++++ Dataset excerpts

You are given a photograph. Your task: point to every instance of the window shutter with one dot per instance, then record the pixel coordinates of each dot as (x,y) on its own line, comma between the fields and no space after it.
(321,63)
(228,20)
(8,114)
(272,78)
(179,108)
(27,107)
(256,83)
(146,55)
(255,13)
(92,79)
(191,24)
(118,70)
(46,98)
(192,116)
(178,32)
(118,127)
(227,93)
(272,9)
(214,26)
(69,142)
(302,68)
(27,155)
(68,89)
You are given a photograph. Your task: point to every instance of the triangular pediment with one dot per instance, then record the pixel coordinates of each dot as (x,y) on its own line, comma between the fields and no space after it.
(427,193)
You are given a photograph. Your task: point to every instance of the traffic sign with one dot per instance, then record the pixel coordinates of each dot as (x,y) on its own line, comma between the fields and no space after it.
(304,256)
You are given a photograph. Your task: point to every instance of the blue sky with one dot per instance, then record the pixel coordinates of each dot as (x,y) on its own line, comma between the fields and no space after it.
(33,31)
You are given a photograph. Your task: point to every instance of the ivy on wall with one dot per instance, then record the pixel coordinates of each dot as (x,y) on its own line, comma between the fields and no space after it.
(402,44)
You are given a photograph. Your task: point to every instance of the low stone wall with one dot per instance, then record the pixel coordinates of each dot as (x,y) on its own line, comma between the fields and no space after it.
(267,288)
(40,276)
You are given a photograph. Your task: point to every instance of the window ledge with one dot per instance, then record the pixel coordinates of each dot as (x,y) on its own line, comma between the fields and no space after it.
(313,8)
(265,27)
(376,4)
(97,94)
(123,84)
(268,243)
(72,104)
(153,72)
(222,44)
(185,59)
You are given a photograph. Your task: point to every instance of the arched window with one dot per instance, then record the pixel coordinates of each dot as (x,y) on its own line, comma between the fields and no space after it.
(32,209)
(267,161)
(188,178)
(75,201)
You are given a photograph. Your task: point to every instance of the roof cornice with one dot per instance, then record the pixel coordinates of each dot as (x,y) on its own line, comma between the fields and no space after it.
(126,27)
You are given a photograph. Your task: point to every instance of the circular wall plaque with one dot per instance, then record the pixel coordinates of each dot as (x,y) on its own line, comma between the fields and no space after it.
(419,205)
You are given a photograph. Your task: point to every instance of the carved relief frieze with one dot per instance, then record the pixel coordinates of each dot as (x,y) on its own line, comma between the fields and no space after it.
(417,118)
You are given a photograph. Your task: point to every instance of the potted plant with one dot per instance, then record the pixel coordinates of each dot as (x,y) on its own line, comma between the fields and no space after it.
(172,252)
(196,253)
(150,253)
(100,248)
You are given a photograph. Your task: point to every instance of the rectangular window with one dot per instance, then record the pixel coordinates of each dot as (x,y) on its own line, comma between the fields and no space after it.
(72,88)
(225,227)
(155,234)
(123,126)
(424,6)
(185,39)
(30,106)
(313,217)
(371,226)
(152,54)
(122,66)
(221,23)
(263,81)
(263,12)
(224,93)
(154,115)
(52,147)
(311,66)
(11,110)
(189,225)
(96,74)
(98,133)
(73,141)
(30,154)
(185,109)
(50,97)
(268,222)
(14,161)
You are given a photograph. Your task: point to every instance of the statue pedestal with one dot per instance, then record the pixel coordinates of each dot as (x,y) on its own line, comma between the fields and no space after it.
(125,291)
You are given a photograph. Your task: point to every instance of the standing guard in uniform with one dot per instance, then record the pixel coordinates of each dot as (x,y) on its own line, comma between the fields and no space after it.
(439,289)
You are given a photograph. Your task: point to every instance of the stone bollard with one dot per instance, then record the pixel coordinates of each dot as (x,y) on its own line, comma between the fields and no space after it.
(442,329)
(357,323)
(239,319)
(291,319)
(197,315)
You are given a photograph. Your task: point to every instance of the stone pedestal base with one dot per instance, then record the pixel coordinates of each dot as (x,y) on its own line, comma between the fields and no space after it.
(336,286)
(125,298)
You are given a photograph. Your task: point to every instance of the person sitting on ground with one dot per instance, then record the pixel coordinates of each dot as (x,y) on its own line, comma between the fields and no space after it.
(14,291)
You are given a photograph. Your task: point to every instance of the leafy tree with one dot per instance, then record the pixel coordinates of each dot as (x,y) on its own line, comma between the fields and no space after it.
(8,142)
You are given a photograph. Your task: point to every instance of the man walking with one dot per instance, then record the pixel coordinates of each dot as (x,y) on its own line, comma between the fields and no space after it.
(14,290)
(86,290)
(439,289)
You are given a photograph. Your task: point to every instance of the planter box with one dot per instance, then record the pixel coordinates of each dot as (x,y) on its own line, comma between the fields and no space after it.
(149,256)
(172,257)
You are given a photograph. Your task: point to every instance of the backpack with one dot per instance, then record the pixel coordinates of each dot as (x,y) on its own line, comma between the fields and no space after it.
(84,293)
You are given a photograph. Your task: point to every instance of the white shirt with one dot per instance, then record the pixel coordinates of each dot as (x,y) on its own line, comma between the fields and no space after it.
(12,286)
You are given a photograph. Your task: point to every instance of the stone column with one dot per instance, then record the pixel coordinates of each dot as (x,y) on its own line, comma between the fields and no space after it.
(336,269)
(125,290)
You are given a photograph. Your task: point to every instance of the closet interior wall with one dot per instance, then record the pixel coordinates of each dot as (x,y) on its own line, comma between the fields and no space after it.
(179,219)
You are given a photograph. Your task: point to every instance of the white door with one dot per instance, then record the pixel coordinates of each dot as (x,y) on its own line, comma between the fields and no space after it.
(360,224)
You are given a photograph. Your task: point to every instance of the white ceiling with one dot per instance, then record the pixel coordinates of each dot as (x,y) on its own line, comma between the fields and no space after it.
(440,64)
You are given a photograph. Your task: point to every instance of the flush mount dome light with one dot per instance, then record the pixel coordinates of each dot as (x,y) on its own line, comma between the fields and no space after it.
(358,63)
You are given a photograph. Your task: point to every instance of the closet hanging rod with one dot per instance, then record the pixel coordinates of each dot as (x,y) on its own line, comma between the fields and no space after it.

++++++++

**Work instructions**. From the line that contains "the stone column" to the last line of the data, write out each line exactly and add nothing.

**Response below**.
You are given a photograph. Your task: point to every instance of the stone column with one dot per instance, then record the pixel coordinates of each dot as (x,y) on its own line, comma between the fields and no space after it.
(336,269)
(125,290)
You are given a photograph. Your task: point to every instance of the closet interior wall with one dot per instance, then record the pixel coordinates of each dot as (x,y) on its own line, comma between the fields and no space after it.
(179,219)
You are given a photograph. Your task: point to every instance of the white door with one dot per instance, then record the pixel coordinates of each dot as (x,y) on its own line, comma between the fields and no space after it.
(360,224)
You are given a photograph. Your task: point to every instance of the white ceiling with one dot per instance, then record the pixel coordinates of each dot as (x,y) on its own line, comma between the fields and no space after it.
(440,64)
You are given a photograph. Your task: point to every instance of the flush mount dome light with one dot per instance, then record the pixel coordinates of each dot as (x,y) on its own line, comma between the fields and no space after it.
(358,63)
You are given a photograph. Your task: point to every instance of the closet hanging rod with one dot per instance, then record the pixel coordinates of each dot as (x,y) on its own line, comma between the fields and no space after it.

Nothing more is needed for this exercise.